For lunch we drove up to the harbour at Ditami. At the harbour Colin spotted a female black redstart, and as I looked for it I saw a handsome male, while we also had exceptional close views of woodlarks. We ate our lunch in the forest (where, in 2002, I had seen a greenish warbler). As we ate our lunch there was a constant southerly passage of hundreds of barnacle geese.
After a short walk we drove back to our migration-watching point. Again, by far the most obvious passage was of geese, with thousands of barnacles pouring over in great waving lines. Only one or two black-throated divers seen, though I saw a small party of a dozen or so red-throats low over the sea. I also found four red-necked grebes, all still in full plumage, on the sea.
Driving south, we tried to find the sandy beach and small estuary that Antero has taken me to in the past, but without success. At one stop we again saw huge numbers of barnacles, and a flock of perhaps 50 bean geese also came over.
For our last stop of the day we drove back to the bay. On the way I spotted a small distant flock of grey geese in a field, so we stopped to scope. I'd been fooled: the birds were decoys, and two shooters were lurking in nearby rocks. These were the only hunters we've seen here, which seems surprising in view of the huge number of geese.
From the ramp we saw the usual mixture of wildfowl, but the light was poor. We eventually found a few whitefronts and a couple of bean geese among the greylags, but a search of the thousands of barnacles failed to produce a red-breast. We continued to the end of the road, where there is a small settlement. There were a few small passerines to be seen, including a flock of 30 white wagtails, but we didn't manage to find anything more exciting than a few chiffchaffs and robins. There was a good variety of wildfowl here, including pintail, mallard, gadwall, teal, wigeon, scaup, goldeneye and red-breasted merganser, but the drakes are all still in eclipse, so aren't so good to look at as they will be in six weeks time. It was now 6.30, so time to head for home, seeing more flocks of cranes and barnacles as we did so.
Wednesday, 27th September
Even at 7.30 it looked a much more promising morning than yesterday, and so it proved. We had a glorious autumn day of unbroken sunshine, with the afternoon temperature peaking at 21degC.
We left at 7.30, but took some time to find the way down to the sewage farm. The farm itself didn't produce anything of note, but there were lots of small birds in the reeds. We had some fun puzzling over a four acro-type warblers. They were light greyish-brown, hardly a hint of an eye-stripe though there was the faintest eye-ring. We eventually concluded that they had to be reed warblers, which also seemed the safest bet. Much easier to identify were the siskins that were feeding on the alders, the snipe that flew over and the numerous reed buntings. I was the first to hear bearded tits, and was relieved some minutes later when we finally saw a group of about eight birds, chasing each other furiously over the reeds, and getting quite high in the sky. They would soon be on their way south. Several swallows were to be seen, unlike yesterday when we hardly saw any. A ring-tailed hen harrier was also seen flying high overhead, and what was presumably the same bird quartering the reed beds.
After buying our lunch in the excellent supermarket we headed out east before turning south on one of the quiet gravel country roads. We soon came across our first flock of feeding cranes, so I had a go (reasonably successfully) at digiscoping them. While I was busy with the camera the rest of the party had a stroll, seeing a few fieldfares, a sparrowhawk and hearing a black woodpecker.

* REQUIRED ACTION 1
Condense the paragraph of the birding diary that begins "From the ramp we saw" into a short bulleted list that keeps its main sightings and the time.
* REQUIRED ACTION 2
Carry on the birding diary from its final sentence.
The data after the birding diary are separate material, unrelated to it.

* SUPPLIED INFORMATION
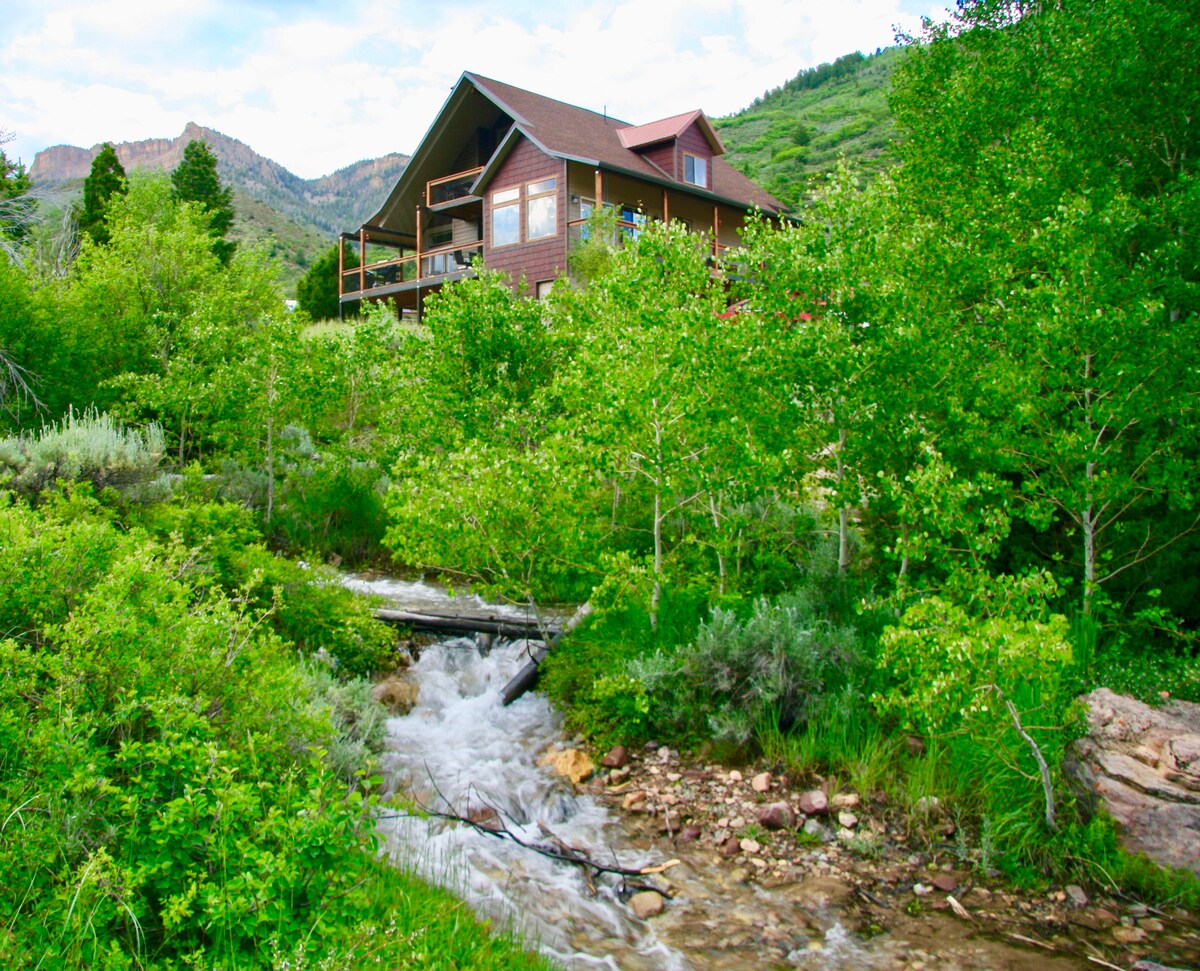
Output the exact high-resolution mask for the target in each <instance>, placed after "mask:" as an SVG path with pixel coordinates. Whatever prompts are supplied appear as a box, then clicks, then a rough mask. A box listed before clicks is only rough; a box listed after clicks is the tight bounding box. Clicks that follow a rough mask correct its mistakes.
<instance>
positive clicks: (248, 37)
mask: <svg viewBox="0 0 1200 971" xmlns="http://www.w3.org/2000/svg"><path fill="white" fill-rule="evenodd" d="M924 1H925V2H928V0H924ZM24 6H25V5H23V10H22V11H20V16H19V17H14V18H12V19H10V20H8V22H7V23H5V24H0V62H2V64H5V71H4V72H2V73H0V106H2V107H0V128H4V130H8V131H11V132H13V133H14V134H16V139H14V140H13V143H12V144H10V145H8V146H7V150H8V151H10V154H11V155H17V156H20V157H23V158H24V160H25V161H26V162H31V161H32V156H34V154H35V152H36V151H37V150H38V149H41V148H46V146H47V145H50V144H58V143H68V144H78V145H85V146H88V145H92V144H95V143H97V142H101V140H137V139H142V138H151V137H174V136H176V134H178V133H179V132H180V131H182V126H184V124H186V122H187V121H197V122H198V124H200V125H206V126H209V127H212V128H216V130H218V131H222V132H224V133H226V134H229V136H233V137H234V138H239V139H241V140H242V142H245V143H247V144H248V145H251V146H252V148H253V149H254V150H256V151H258V152H260V154H263V155H266V156H268V157H270V158H274V160H275V161H277V162H280V163H282V164H284V166H286V167H288V168H289V169H292V170H293V172H295V173H296V174H298V175H304V176H308V178H312V176H317V175H322V174H326V173H329V172H332V170H334V169H337V168H340V167H342V166H344V164H348V163H350V162H354V161H358V160H359V158H366V157H373V156H378V155H383V154H385V152H389V151H412V150H413V149H415V148H416V145H418V143H419V140H420V138H421V136H422V134H424V133H425V132H426V130H427V128H428V126H430V124H431V122H432V120H433V118H434V114H436V112H437V110H438V108H440V106H442V103H443V102H444V100H445V97H446V95H448V94H449V91H450V86H451V85H452V84H454V82H455V80H456V79H457V78H458V76H460V74H461V73H462V71H464V70H469V71H476V72H479V73H481V74H485V76H488V77H493V78H497V79H499V80H505V82H509V83H511V84H516V85H520V86H524V88H529V89H530V90H534V91H538V92H540V94H544V95H548V96H551V97H557V98H559V100H562V101H568V102H571V103H575V104H580V106H583V107H587V108H593V109H595V110H604V109H607V110H608V113H610V114H611V115H613V116H617V118H624V119H626V120H629V121H632V122H644V121H649V120H653V119H655V118H661V116H665V115H668V114H674V113H677V112H682V110H688V109H691V108H703V109H704V110H707V112H708V113H709V114H712V115H714V116H718V115H722V114H728V113H731V112H734V110H738V109H739V108H743V107H745V106H746V104H749V103H750V102H751V101H752V100H754V98H755V97H756V96H758V95H761V94H762V92H763V91H764V90H767V89H769V88H774V86H776V85H779V84H781V83H782V82H785V80H786V79H788V78H790V77H792V76H793V74H796V73H797V72H798V71H799V70H802V68H804V67H808V66H812V65H816V64H818V62H821V61H826V60H833V59H835V58H838V56H840V55H841V54H846V53H850V52H851V50H856V49H862V50H864V52H870V50H874V49H875V48H876V47H880V46H887V44H889V43H892V37H893V25H894V24H898V23H899V24H904V25H905V26H906V28H908V29H913V28H916V25H917V24H918V20H919V17H918V12H919V11H923V10H930V8H928V7H923V6H920V5H919V4H918V0H841V1H840V2H836V4H833V2H829V1H828V0H654V1H653V2H650V0H618V2H617V4H616V5H612V4H601V2H599V0H590V2H588V4H586V5H563V6H562V7H547V6H546V5H545V4H544V2H536V4H535V2H532V0H530V1H529V2H520V0H518V2H511V4H506V5H505V6H504V7H503V8H498V7H497V6H494V5H486V6H485V5H484V4H482V2H479V0H457V2H456V4H454V5H448V6H442V7H439V6H434V5H428V4H425V2H401V4H396V2H385V1H384V0H379V2H374V4H371V2H365V4H358V5H349V4H343V2H332V0H311V2H306V4H299V5H296V6H295V7H289V8H288V10H294V13H292V14H290V18H289V14H286V13H281V12H280V7H278V6H276V5H274V4H256V2H246V1H245V0H240V1H239V0H184V1H182V2H162V0H160V1H158V2H146V0H143V2H138V4H137V5H136V6H133V7H132V8H131V5H130V2H128V0H42V4H41V6H40V7H38V8H37V10H38V13H36V14H35V13H34V12H32V8H34V5H29V7H30V8H29V10H25V8H24ZM934 10H935V11H936V8H934Z"/></svg>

* WRITTEN REPLY 1
- From the ramp: the usual mixture of wildfowl in poor light, with a few whitefronts and a couple of bean geese among the greylags. A search of the thousands of barnacles produced no red-breast.
- At the small settlement at the end of the road: a flock of 30 white wagtails, plus a few chiffchaffs and robins.
- Wildfowl there: pintail, mallard, gadwall, teal, wigeon, scaup, goldeneye and red-breasted merganser. The drakes were all still in eclipse and will look better in six weeks.
- Headed for home at 6.30, seeing more flocks of cranes and barnacles on the way.

* WRITTEN REPLY 2
A short distance down the road and we came to the delightful settlement with a lake, where last year there had been breeding Slavonian grebes. No grebes this time, alas, but there were a couple of moorhens, plus a single drake wigeon and a few mallard. We spent some time here, as it is such an attractive spot, but birds were few. However, I managed to find a pair of marsh tits, which John and I were able to show to Colin and Terry, who had walked in the opposite direction.
We continued along the road, chancing upon a great grey shrike where, a year ago, we had seen a rough-legged buzzard. We watched it for some time. I chased it with the camera, and saw it make a pass at a chiffchaff. (In France, in 1982, I saw a great grey shrike catch a chiffchaff). There were numerous skylarks and yellowhammers in the stubbles here. Farther along the road there was a flock of around 1,000 barnacles, and they proved to be tolerant of us getting out of the car and watching them.
Here we turned round and headed south, passing through a mixture of abandoned farmland and woods. We came across several large flocks of feeding cranes, allowing me to get some more shots. Alas, I never managed to photograph any with the light behind me. Several brimstones butterflies were flying in the warm sunshine.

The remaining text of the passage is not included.